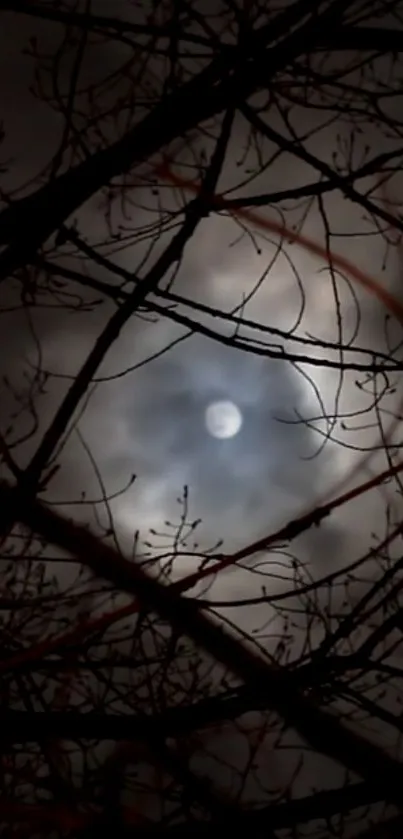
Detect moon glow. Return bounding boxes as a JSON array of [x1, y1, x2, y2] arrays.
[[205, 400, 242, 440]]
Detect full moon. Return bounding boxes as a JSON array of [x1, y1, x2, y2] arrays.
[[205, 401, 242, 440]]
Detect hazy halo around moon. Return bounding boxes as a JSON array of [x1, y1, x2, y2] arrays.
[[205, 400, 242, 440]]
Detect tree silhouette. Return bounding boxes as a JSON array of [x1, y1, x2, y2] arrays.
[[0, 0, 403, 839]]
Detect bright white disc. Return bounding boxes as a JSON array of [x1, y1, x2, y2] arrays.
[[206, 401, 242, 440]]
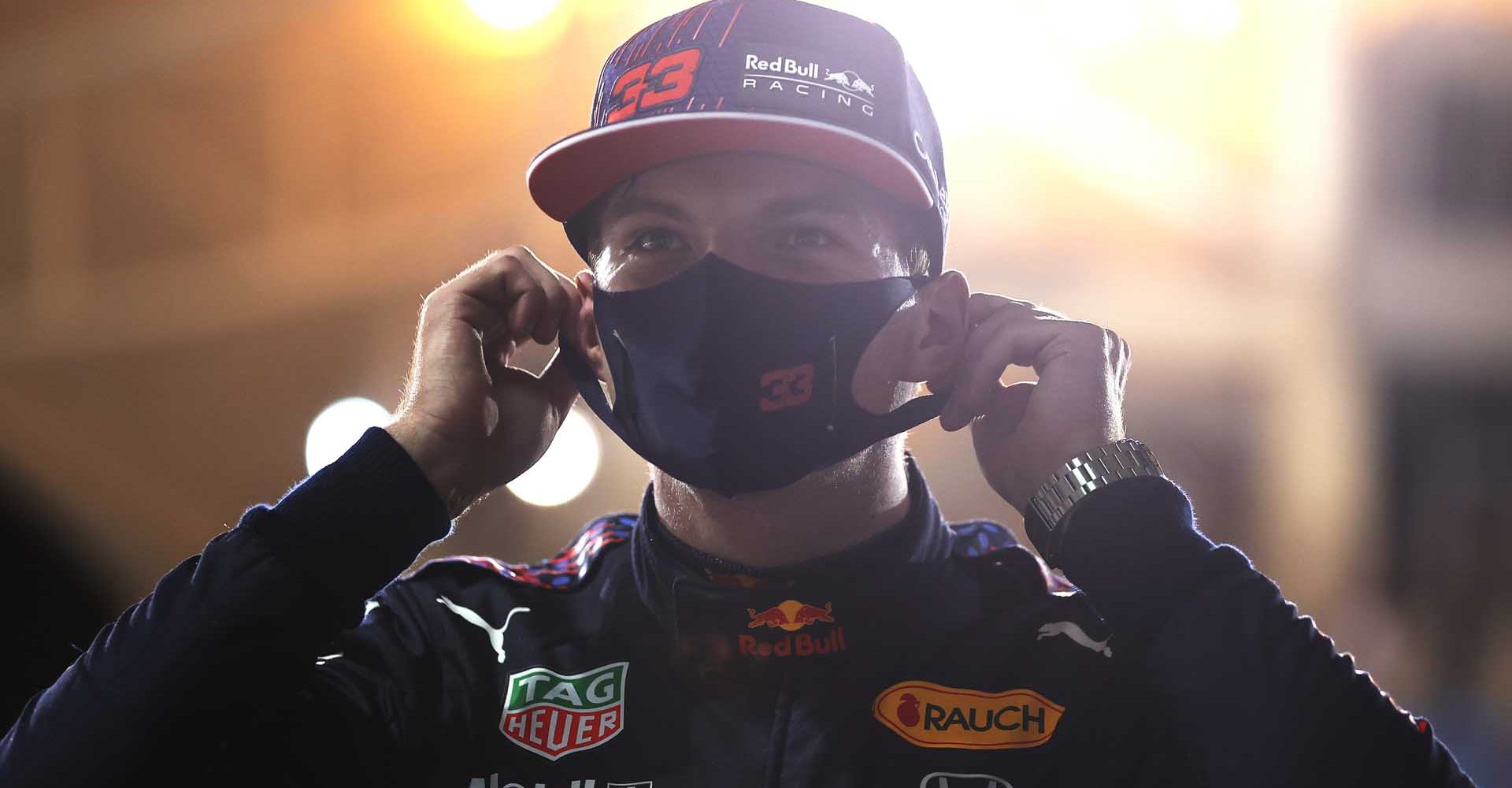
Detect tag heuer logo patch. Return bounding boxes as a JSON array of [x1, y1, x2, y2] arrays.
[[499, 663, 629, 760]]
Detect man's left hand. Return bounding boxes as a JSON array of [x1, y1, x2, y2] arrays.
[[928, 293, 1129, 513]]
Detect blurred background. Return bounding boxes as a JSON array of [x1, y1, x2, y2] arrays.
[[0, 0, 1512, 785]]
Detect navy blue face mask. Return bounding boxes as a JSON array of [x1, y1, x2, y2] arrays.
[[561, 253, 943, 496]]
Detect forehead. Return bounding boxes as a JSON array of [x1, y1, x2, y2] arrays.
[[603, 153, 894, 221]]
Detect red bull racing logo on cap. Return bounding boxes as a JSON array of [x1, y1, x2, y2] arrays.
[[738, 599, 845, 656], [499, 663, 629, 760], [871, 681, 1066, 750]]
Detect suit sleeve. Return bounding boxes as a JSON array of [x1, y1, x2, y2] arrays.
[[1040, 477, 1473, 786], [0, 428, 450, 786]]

## What is asked:
Go through all of the entries above and switch "Detect" to "Locate" wherever it occurs, keeping every other word the same. Leave the pictures out of what you give back.

## Expected output:
Locate moon glow. Return bounding boxes as a JSON array of [x1, y1, x2, y2] arrays.
[[205, 400, 242, 440]]
Locate full moon. Return bounding boxes as a JSON array of [x1, y1, x2, y2] arrays.
[[205, 401, 242, 440]]
Locate hazy halo around moon. Return bounding boxes as a JSON array of [x1, y1, x2, y2] arrays.
[[205, 400, 242, 440]]
Locate tree silhouette. Return bounding boxes as a JSON array of [x1, y1, x2, y2] arrays.
[[0, 0, 403, 839]]
Locate bright white disc. Return bounding boxes as a JSON array of [x1, y1, x2, y2] arrays.
[[206, 401, 242, 440]]
Locate tag heuer logo patch. Return bounding boxes as a JSON array of [x1, y1, x2, y2] arrays.
[[499, 663, 629, 760]]
Locate man's left hand. Return bounding boxes as a JSON array of [x1, y1, x2, y2] arrays.
[[928, 293, 1129, 513]]
Locate blurred background. Return bounding boxes as a JSON array of [x1, y1, x2, y2] arrays.
[[0, 0, 1512, 785]]
Locate navy blue face mask. Return bounding boxes as a JSON array of [x1, y1, x2, y2] arrays.
[[561, 253, 943, 496]]
Locate forehead. Return bounding boxes as a JSON array of [x1, y1, x2, y2] arrays.
[[603, 153, 894, 221]]
Locate red bull racing logo on cap. Return bounding boxes as a JSON array of [x1, y1, x2, y2] arrays.
[[738, 599, 845, 656], [499, 663, 629, 760], [871, 681, 1066, 750]]
Locate suit sleeve. Return bounding boxes as a JSON array of [x1, y1, x2, y2] arrays.
[[1040, 477, 1473, 786], [0, 428, 450, 786]]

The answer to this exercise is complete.